Instruction: Please copy every item below word for word, leaving out the pictures.
§
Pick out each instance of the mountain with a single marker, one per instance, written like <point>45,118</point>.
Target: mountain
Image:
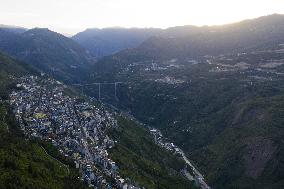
<point>218,94</point>
<point>189,41</point>
<point>14,29</point>
<point>102,42</point>
<point>24,163</point>
<point>48,51</point>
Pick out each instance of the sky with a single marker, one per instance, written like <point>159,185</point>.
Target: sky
<point>72,16</point>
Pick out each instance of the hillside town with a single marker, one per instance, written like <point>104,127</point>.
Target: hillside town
<point>75,126</point>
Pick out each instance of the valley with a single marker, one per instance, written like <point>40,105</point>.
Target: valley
<point>183,107</point>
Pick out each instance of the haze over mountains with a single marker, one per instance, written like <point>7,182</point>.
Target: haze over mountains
<point>215,91</point>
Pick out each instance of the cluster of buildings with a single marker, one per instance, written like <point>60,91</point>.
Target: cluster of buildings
<point>76,127</point>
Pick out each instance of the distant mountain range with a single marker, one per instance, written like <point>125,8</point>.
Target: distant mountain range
<point>216,91</point>
<point>47,51</point>
<point>102,42</point>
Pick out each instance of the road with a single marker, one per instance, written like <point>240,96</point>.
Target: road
<point>198,176</point>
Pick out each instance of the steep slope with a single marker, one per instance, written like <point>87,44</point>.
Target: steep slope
<point>24,164</point>
<point>224,110</point>
<point>102,42</point>
<point>48,51</point>
<point>183,42</point>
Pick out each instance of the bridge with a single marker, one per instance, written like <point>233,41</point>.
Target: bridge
<point>115,84</point>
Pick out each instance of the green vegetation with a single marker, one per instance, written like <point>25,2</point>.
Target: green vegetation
<point>228,120</point>
<point>141,160</point>
<point>24,163</point>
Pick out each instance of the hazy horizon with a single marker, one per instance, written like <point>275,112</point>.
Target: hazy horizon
<point>73,16</point>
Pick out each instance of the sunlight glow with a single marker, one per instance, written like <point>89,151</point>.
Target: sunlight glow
<point>75,15</point>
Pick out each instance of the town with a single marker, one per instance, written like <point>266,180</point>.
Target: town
<point>76,127</point>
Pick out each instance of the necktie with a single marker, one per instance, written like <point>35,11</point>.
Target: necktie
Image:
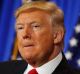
<point>33,71</point>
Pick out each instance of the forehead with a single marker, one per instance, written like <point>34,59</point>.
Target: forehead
<point>33,15</point>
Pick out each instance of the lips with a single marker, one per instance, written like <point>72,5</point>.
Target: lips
<point>29,45</point>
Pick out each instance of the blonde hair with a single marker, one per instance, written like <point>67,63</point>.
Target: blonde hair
<point>56,12</point>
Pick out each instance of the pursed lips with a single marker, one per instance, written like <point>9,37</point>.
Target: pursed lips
<point>27,45</point>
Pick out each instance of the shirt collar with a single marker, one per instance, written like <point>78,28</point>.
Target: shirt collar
<point>47,68</point>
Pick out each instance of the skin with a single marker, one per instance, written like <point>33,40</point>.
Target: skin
<point>36,37</point>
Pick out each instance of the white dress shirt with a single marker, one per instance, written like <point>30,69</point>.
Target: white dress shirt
<point>48,67</point>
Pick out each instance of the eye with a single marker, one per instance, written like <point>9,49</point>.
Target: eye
<point>19,27</point>
<point>35,25</point>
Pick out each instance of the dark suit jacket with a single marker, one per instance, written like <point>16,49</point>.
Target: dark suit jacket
<point>18,67</point>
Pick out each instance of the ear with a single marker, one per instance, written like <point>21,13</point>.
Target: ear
<point>58,35</point>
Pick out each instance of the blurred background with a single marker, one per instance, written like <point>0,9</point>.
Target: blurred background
<point>8,42</point>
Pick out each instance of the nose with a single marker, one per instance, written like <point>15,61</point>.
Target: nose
<point>27,33</point>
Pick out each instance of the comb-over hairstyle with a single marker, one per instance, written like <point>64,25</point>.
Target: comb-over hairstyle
<point>50,7</point>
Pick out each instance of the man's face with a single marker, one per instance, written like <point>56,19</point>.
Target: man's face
<point>35,35</point>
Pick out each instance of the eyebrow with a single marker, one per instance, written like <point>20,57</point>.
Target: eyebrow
<point>27,23</point>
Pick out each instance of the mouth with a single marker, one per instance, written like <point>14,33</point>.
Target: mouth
<point>28,46</point>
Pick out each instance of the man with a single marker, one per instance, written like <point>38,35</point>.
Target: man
<point>40,33</point>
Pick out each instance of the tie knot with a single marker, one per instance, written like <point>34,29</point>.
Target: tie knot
<point>33,71</point>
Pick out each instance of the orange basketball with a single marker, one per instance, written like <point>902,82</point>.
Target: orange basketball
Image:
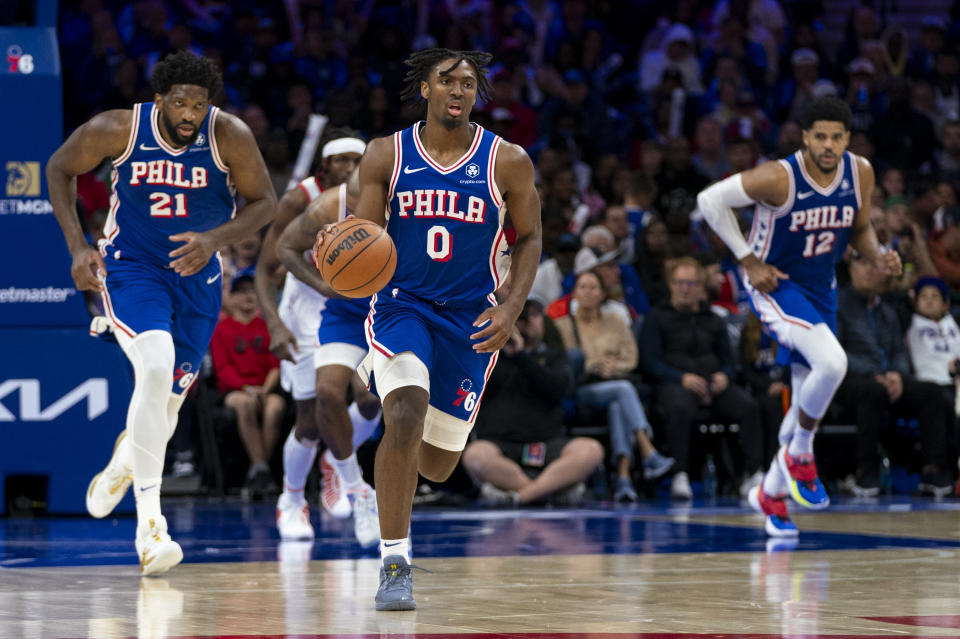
<point>357,258</point>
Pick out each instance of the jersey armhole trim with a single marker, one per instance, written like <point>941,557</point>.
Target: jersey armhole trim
<point>492,171</point>
<point>397,160</point>
<point>132,141</point>
<point>855,176</point>
<point>214,150</point>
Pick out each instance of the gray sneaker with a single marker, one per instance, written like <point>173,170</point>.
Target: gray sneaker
<point>656,466</point>
<point>396,584</point>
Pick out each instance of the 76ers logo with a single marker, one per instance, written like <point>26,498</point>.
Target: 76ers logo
<point>465,396</point>
<point>19,61</point>
<point>184,375</point>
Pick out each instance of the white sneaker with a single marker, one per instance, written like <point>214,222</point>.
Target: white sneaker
<point>293,518</point>
<point>157,552</point>
<point>366,518</point>
<point>108,487</point>
<point>680,487</point>
<point>333,497</point>
<point>750,482</point>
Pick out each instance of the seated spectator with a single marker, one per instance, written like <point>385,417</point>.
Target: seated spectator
<point>248,375</point>
<point>522,453</point>
<point>605,266</point>
<point>609,353</point>
<point>878,384</point>
<point>933,340</point>
<point>766,381</point>
<point>687,355</point>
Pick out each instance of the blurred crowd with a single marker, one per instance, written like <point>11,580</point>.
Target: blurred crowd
<point>628,110</point>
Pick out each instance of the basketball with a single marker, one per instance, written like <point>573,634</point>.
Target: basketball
<point>357,258</point>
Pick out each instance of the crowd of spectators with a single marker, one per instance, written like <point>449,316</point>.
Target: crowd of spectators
<point>628,110</point>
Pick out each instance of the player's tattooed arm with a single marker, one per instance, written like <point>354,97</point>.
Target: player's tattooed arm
<point>282,341</point>
<point>105,135</point>
<point>299,237</point>
<point>863,237</point>
<point>515,179</point>
<point>239,151</point>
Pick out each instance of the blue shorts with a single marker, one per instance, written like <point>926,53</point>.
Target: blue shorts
<point>341,322</point>
<point>439,335</point>
<point>791,304</point>
<point>142,297</point>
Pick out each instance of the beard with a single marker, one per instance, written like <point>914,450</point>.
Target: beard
<point>178,139</point>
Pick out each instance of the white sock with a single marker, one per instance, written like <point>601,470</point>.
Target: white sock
<point>802,442</point>
<point>146,491</point>
<point>362,427</point>
<point>774,483</point>
<point>152,356</point>
<point>349,471</point>
<point>173,411</point>
<point>395,547</point>
<point>297,460</point>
§
Worked solution:
Pick out each instance of the mountain with a single marker, one per instance, written like <point>45,118</point>.
Target: mountain
Image:
<point>218,94</point>
<point>189,41</point>
<point>14,29</point>
<point>102,42</point>
<point>24,163</point>
<point>48,51</point>
Pick out each instance of the sky with a single marker, one per instance, written like <point>159,185</point>.
Target: sky
<point>72,16</point>
Pick out each instance of the hillside town with a single marker, one per instance, written like <point>104,127</point>.
Target: hillside town
<point>75,126</point>
Pick out each instance of the valley with a single marker, one per instance, written like <point>40,105</point>.
Target: valley
<point>183,107</point>
Pick out each instance of the haze over mountains with a single marker, one per instance, written like <point>7,182</point>.
Target: haze over mountains
<point>215,91</point>
Pick out each instance of the cluster of buildings with a single marker, one per instance, written like <point>60,91</point>.
Target: cluster of buildings
<point>76,127</point>
Pick out each instance of the distant mountain range with a single marker, one per instance, written like <point>125,8</point>.
Target: distant mountain range
<point>216,91</point>
<point>47,51</point>
<point>102,42</point>
Pick out each instance of the road with a single marker, one per instance, written like <point>240,96</point>.
Target: road
<point>198,176</point>
Pick out each instance of the steep slope with a single marker, one per instance, written like <point>87,44</point>.
Target: steep slope
<point>24,164</point>
<point>224,110</point>
<point>102,42</point>
<point>48,51</point>
<point>183,42</point>
Pick out each instance of the bridge with a single marker, one per instance, written like <point>233,41</point>.
Target: bridge
<point>115,84</point>
Pick out each instance of the green vegetation with a single marker, one per instance, written like <point>25,2</point>.
Target: green vegetation
<point>228,120</point>
<point>141,160</point>
<point>24,163</point>
Pick out each instance of the hazy horizon with a single marker, one per instance, written like <point>275,112</point>.
Target: hazy horizon
<point>73,16</point>
Pick out each instance of the sunlight glow with a single marker, one per instance, written like <point>89,151</point>.
Target: sunlight glow
<point>75,15</point>
Pick out each instance of the town with a single marker, one per instance, written like <point>266,180</point>.
Target: town
<point>76,127</point>
Pick out each instance of the necktie with a single marker, one per instance, written like <point>35,11</point>.
Target: necktie
Image:
<point>33,71</point>
Pick out each instance of the forehead with a single marker, one per instance, written like <point>34,59</point>.
Target: forehead
<point>33,15</point>
Pick out each instance of the lips with a single marker, one per instance, written like <point>72,5</point>.
Target: lips
<point>29,45</point>
Pick out each instance of the blonde hair with a single marker, one per instance, written like <point>67,63</point>.
Target: blonde hair
<point>56,12</point>
Pick out each instance of the pursed lips with a single marker, one per instance, written like <point>9,37</point>.
Target: pursed lips
<point>27,45</point>
Pick out each instance of the shirt collar with a single marker, one per instance, written like <point>78,28</point>.
Target: shirt collar
<point>47,68</point>
Pick out each instance of the skin with a single marker, one per instance, written like <point>33,40</point>.
Target: skin
<point>36,37</point>
Pick out each instance of the white dress shirt with a single marker, one per instance, written like <point>30,69</point>.
Target: white dress shirt
<point>48,67</point>
Pick out each instance of the eye with a single marker, one per instance, written like <point>9,49</point>.
Target: eye
<point>19,27</point>
<point>35,25</point>
Pick out each instance of the dark suit jacket with a single marker, one per instance, written like <point>16,49</point>.
Target: dark suit jacket
<point>18,67</point>
Pick out each instance of the ear with a single marker, one per instance, written like <point>21,13</point>.
Target: ear
<point>58,35</point>
Pick out each instance of the blurred background with a single marker, one per instance, written like <point>0,9</point>.
Target: blurred background
<point>8,42</point>
Pick out each instance of the nose with a single marker, one per instance, written like <point>15,61</point>.
Target: nose
<point>27,33</point>
Pick out each instance of the comb-over hairstyle with a single marker, one per instance, written like <point>64,25</point>.
Target: comb-over hairstyle
<point>50,7</point>
Pick out each instance of the man's face with a single marker, one per instance, written like <point>56,19</point>.
Target: man's face
<point>35,35</point>
Pick out each instance of the eyebrow with a single marker, one per instance, written like <point>20,57</point>.
Target: eyebrow
<point>27,23</point>
Pick out each instance of the mouth with a single marker, one per instance, written like <point>14,33</point>.
Target: mouth
<point>28,46</point>
Pick out each instance of the man with a single marker, one per instance, written like <point>38,35</point>.
Target: man
<point>40,33</point>
Pick out each instance of the tie knot with a single marker, one per instance, written like <point>34,29</point>.
Target: tie knot
<point>33,71</point>
Pick out each instance of the orange basketball with a single marker, one per instance, written like <point>902,82</point>.
Target: orange basketball
Image:
<point>357,258</point>
Pick out each instance of the jersey armhole trim with a single marker, one per instance, written like <point>941,557</point>.
Target: jersey armhole trim
<point>492,171</point>
<point>397,160</point>
<point>132,141</point>
<point>855,176</point>
<point>214,150</point>
Pick out each instance of the gray sneaker with a single marker, one per instance, written like <point>173,170</point>.
Target: gray sneaker
<point>656,466</point>
<point>396,584</point>
Pick out each instance of the 76ers logo with a single marker, one per instance, written like <point>26,498</point>.
Target: 76ers logo
<point>465,396</point>
<point>19,61</point>
<point>184,375</point>
Pick out each instance of the white sneaker with a single marker, one per instance, written like <point>214,222</point>.
Target: white sneaker
<point>293,518</point>
<point>157,552</point>
<point>366,518</point>
<point>108,487</point>
<point>680,487</point>
<point>333,497</point>
<point>750,482</point>
Pick out each instance of the seated spectator with a single marker, one per instance, written like <point>385,417</point>.
Target: seated spectator
<point>248,375</point>
<point>522,453</point>
<point>605,266</point>
<point>609,353</point>
<point>878,384</point>
<point>933,340</point>
<point>766,381</point>
<point>687,355</point>
Pick out each instance of the blurred crowd with a single marker, one per instance, written like <point>11,580</point>.
Target: blurred crowd
<point>628,110</point>
Pick out each instance of the basketball with a single marker, one per instance, written like <point>573,634</point>.
Target: basketball
<point>357,258</point>
Pick out each instance of the crowd of spectators with a single marker, one per instance, written like <point>449,316</point>.
Target: crowd of spectators
<point>628,110</point>
Pick out each instance of the player's tattooed arm with a single marker, one per instance, written like <point>354,97</point>.
Target: player's tattooed arm
<point>282,341</point>
<point>105,135</point>
<point>299,237</point>
<point>863,237</point>
<point>515,179</point>
<point>239,151</point>
Pick out each instance of the blue shorts with a single marker, one per instance, written like <point>926,53</point>.
Target: blue shorts
<point>341,322</point>
<point>439,335</point>
<point>791,304</point>
<point>142,297</point>
Pick out each instance of the beard with a single marker, one per instance, written like <point>914,450</point>.
Target: beard
<point>178,139</point>
Pick out each instance of the white sock with a single marker, one per instance, written like <point>601,470</point>.
Target: white sock
<point>802,442</point>
<point>146,491</point>
<point>362,427</point>
<point>774,483</point>
<point>152,356</point>
<point>349,471</point>
<point>173,411</point>
<point>395,547</point>
<point>297,460</point>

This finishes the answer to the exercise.